■ The problem ■
Please find every line in the records below that contains the word "gray", matching case exactly, and copy each of those lines.

—————

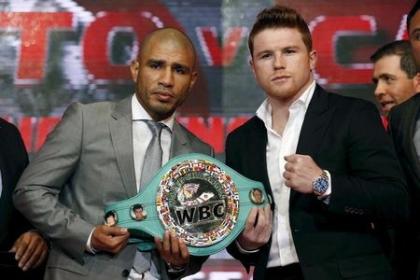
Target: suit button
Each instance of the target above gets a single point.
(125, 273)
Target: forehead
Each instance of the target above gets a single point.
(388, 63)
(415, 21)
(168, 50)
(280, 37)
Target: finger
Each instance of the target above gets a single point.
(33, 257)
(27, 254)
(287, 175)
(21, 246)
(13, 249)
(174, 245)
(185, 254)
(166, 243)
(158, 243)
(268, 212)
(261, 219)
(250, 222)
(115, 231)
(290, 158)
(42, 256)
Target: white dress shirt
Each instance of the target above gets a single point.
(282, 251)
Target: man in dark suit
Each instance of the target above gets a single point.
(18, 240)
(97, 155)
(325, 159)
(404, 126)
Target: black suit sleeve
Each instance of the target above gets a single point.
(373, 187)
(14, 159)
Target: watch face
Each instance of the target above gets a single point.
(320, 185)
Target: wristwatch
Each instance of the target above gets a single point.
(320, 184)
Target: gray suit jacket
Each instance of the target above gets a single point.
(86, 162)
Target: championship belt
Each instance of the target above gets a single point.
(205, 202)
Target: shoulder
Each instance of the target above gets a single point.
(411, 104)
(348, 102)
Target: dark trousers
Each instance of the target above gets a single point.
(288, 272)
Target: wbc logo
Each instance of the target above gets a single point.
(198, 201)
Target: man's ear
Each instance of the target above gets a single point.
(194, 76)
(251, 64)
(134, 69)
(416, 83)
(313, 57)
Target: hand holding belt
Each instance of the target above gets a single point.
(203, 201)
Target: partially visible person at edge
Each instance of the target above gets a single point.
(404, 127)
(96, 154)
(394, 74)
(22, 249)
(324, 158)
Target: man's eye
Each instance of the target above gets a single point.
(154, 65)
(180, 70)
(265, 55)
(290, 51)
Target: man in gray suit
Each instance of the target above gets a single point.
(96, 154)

—————

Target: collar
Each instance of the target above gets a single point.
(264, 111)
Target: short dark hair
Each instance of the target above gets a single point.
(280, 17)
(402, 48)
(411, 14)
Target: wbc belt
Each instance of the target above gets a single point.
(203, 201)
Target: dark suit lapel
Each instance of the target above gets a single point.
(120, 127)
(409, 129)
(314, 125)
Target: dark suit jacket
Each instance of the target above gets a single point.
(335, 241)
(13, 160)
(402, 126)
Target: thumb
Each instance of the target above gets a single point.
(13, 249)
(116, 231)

—————

■ Solution for this exercise ■
Target: gray suit jacket
Target: man in gray suit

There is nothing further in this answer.